- [Exercise data]
━━━━━━━━

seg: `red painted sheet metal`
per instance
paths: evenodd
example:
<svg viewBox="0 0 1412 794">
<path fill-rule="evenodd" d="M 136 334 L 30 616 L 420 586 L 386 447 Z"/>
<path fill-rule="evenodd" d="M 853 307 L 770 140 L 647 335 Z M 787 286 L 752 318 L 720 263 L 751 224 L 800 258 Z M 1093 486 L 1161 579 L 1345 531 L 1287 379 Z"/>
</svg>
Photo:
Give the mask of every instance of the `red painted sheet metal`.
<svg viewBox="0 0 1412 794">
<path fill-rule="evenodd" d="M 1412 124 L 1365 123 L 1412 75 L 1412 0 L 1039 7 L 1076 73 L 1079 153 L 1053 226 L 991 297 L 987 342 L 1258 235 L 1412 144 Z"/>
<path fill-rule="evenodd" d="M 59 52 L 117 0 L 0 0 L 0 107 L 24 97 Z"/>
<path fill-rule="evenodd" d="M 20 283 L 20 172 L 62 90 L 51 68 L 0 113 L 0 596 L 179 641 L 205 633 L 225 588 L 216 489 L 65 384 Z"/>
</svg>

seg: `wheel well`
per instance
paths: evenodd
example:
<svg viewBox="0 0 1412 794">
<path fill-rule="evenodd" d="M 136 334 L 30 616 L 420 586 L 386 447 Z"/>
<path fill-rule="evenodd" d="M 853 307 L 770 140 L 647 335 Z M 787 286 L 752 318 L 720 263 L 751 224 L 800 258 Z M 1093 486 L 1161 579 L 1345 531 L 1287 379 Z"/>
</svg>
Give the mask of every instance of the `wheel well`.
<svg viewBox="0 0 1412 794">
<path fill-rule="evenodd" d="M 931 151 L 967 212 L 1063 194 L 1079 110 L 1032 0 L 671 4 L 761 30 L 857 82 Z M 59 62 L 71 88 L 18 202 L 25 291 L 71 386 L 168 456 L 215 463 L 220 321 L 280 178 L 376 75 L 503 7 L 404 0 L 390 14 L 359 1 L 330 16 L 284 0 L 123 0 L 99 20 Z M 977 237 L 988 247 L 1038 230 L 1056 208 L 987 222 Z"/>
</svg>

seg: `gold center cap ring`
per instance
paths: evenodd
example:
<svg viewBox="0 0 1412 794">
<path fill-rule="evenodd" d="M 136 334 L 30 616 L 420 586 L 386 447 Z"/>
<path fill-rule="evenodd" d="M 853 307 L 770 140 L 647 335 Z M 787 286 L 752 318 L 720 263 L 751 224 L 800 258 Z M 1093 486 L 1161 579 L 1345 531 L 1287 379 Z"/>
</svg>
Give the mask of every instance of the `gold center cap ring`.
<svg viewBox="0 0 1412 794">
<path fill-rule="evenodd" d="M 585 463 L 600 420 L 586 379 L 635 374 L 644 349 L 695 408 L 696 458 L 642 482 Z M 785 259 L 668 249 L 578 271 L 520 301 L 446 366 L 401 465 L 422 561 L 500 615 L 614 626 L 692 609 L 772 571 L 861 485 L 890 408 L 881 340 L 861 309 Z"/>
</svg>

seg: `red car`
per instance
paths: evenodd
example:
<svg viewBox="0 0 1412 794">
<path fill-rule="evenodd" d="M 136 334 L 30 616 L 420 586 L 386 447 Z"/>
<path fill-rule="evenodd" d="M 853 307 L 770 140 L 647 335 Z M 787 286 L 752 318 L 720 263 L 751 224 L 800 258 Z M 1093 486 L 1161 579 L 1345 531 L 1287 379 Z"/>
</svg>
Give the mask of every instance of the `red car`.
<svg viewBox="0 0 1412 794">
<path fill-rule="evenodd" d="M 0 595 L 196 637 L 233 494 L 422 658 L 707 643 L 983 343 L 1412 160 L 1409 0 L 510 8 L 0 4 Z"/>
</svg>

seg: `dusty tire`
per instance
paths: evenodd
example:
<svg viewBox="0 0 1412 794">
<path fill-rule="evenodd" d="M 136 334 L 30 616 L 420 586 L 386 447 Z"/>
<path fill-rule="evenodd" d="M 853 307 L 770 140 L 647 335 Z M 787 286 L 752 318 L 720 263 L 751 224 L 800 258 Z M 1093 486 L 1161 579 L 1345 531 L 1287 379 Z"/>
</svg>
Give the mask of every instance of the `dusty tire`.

━━━━━━━━

- [Written exercise] Starting with the first line of the records and going on through the line with "1412 124 L 1365", write out every line again, requests included. Shift each number in the answers, both the viewBox values and the path coordinates, up by 101.

- [Exercise result]
seg: `red painted sheet metal`
per instance
paths: evenodd
example:
<svg viewBox="0 0 1412 794">
<path fill-rule="evenodd" d="M 136 334 L 30 616 L 420 586 L 386 447 Z"/>
<path fill-rule="evenodd" d="M 853 307 L 770 140 L 647 335 Z M 787 286 L 752 318 L 720 263 L 751 224 L 800 258 Z M 1093 486 L 1161 579 L 1345 531 L 1287 379 Z"/>
</svg>
Photo:
Give the mask of every instance of the `red painted sheet metal`.
<svg viewBox="101 101 1513 895">
<path fill-rule="evenodd" d="M 1513 225 L 1466 224 L 1513 176 L 1513 101 L 1140 108 L 1177 174 L 1180 254 L 1154 327 L 1092 398 L 1088 443 L 1359 336 L 1513 245 Z"/>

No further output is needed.